Problem to work on
How many lines in the listing below contain the word "pink"? Reply with the number alone.

== Working data

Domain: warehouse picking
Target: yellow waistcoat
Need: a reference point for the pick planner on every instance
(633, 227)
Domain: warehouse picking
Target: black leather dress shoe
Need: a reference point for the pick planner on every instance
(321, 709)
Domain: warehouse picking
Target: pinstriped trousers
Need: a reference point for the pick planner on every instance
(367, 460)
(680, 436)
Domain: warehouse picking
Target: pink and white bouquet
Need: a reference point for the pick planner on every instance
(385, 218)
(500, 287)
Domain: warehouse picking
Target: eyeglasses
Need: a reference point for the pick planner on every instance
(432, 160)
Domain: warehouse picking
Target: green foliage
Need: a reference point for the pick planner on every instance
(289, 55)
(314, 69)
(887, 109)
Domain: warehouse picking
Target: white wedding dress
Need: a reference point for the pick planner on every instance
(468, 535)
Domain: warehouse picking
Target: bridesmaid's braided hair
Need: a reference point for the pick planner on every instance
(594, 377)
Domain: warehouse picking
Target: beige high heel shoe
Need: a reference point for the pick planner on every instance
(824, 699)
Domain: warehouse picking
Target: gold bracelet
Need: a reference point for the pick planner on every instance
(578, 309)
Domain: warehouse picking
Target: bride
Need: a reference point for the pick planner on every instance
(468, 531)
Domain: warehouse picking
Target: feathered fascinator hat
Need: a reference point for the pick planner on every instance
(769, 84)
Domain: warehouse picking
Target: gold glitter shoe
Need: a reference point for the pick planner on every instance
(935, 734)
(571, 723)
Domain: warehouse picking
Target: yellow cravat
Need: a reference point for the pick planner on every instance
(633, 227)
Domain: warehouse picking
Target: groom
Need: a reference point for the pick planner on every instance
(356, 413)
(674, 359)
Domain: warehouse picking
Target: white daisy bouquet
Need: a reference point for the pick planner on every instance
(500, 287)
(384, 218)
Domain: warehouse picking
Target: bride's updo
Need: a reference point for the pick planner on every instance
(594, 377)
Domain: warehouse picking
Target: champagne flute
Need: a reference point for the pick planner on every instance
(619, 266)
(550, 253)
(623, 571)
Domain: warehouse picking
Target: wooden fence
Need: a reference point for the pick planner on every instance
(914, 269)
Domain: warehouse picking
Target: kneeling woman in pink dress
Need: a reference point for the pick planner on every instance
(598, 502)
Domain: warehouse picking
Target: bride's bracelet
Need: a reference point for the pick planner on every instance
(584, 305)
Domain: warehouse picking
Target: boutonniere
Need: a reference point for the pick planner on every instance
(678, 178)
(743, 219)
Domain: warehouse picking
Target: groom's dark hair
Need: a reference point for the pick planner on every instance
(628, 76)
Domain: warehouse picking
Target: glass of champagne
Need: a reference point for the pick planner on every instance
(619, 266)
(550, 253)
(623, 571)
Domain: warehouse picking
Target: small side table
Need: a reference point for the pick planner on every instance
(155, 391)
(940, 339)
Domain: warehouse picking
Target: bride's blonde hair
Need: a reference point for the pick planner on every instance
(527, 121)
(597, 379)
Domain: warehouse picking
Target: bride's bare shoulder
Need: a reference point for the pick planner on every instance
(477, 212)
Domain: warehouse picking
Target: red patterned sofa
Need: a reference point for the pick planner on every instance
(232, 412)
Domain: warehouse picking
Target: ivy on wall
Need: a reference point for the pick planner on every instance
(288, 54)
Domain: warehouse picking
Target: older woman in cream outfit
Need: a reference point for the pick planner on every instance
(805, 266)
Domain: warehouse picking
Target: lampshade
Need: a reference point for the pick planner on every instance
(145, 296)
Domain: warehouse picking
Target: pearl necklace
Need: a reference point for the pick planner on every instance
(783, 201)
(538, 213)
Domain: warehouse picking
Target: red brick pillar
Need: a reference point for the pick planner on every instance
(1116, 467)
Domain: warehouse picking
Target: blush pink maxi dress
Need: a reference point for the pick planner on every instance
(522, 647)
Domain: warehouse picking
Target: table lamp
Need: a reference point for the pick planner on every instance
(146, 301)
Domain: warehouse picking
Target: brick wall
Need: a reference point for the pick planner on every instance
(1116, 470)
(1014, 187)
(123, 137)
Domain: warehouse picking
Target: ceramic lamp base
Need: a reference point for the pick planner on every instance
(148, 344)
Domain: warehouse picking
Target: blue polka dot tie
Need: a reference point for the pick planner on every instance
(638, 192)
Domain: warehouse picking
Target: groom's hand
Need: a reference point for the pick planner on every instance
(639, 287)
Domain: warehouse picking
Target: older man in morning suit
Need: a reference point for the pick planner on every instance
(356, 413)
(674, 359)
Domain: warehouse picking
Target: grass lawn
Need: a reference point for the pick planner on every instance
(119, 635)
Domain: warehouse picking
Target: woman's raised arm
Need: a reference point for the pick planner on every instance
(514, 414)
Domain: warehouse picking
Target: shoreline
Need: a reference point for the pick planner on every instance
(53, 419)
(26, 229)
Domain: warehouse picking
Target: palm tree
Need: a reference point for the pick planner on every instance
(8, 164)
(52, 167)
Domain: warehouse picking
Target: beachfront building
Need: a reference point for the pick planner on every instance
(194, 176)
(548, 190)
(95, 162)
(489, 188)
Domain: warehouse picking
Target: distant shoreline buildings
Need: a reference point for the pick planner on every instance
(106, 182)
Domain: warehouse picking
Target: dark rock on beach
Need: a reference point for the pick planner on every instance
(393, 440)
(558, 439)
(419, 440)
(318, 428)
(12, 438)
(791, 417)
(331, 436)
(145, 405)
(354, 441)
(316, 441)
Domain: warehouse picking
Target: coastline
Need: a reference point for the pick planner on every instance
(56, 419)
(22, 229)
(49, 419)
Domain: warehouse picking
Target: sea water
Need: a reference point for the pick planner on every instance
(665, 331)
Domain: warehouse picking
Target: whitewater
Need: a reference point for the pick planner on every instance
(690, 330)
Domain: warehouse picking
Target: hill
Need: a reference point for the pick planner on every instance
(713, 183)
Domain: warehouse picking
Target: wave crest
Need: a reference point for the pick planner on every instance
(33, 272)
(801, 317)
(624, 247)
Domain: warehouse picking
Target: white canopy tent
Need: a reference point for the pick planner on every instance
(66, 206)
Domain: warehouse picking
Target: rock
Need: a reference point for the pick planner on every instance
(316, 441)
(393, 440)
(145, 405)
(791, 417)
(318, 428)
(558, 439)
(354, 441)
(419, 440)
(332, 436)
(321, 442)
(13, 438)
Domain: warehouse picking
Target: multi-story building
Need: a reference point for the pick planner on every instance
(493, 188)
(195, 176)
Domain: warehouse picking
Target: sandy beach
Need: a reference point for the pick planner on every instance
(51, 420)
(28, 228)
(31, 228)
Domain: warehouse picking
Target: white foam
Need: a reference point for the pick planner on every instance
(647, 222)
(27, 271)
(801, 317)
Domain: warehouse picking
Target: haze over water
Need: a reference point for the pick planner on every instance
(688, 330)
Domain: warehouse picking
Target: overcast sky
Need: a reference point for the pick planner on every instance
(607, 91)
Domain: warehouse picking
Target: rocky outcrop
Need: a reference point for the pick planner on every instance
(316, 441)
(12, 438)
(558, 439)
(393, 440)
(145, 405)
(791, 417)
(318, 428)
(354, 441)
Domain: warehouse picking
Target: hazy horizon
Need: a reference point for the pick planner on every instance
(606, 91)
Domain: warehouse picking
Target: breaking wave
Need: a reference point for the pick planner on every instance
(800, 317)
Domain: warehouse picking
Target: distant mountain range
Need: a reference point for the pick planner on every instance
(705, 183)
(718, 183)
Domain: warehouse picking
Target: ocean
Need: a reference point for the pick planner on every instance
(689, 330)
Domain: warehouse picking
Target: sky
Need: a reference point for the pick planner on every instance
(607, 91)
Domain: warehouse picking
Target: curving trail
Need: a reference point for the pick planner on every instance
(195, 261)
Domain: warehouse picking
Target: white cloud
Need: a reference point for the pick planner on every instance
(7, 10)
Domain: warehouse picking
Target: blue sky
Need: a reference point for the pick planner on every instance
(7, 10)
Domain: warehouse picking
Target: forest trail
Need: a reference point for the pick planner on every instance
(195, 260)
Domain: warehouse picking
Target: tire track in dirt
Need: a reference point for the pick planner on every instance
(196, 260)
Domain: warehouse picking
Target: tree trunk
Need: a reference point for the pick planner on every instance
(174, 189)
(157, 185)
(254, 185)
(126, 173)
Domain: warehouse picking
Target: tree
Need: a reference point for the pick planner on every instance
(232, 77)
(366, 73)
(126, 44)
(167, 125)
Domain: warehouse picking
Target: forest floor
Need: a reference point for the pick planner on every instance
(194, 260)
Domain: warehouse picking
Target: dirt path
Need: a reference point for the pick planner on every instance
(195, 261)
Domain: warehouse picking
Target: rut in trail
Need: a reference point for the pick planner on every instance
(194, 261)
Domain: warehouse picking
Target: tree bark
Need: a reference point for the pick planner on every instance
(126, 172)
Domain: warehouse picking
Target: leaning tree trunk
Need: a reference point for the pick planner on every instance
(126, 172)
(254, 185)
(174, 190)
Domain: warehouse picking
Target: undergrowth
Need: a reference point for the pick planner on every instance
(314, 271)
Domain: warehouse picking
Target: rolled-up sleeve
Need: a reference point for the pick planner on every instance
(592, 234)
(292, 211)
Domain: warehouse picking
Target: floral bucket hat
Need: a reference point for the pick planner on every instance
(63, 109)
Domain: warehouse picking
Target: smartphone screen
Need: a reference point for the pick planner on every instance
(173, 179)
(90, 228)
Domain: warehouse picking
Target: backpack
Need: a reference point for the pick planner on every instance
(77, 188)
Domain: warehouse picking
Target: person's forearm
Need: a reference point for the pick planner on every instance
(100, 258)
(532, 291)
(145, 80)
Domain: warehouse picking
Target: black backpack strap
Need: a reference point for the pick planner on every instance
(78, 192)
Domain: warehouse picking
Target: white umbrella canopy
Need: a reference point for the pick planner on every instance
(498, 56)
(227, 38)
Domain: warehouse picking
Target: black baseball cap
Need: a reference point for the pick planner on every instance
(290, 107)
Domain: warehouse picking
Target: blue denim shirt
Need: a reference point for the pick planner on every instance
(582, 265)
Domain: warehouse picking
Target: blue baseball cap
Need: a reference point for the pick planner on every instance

====

Output of the task
3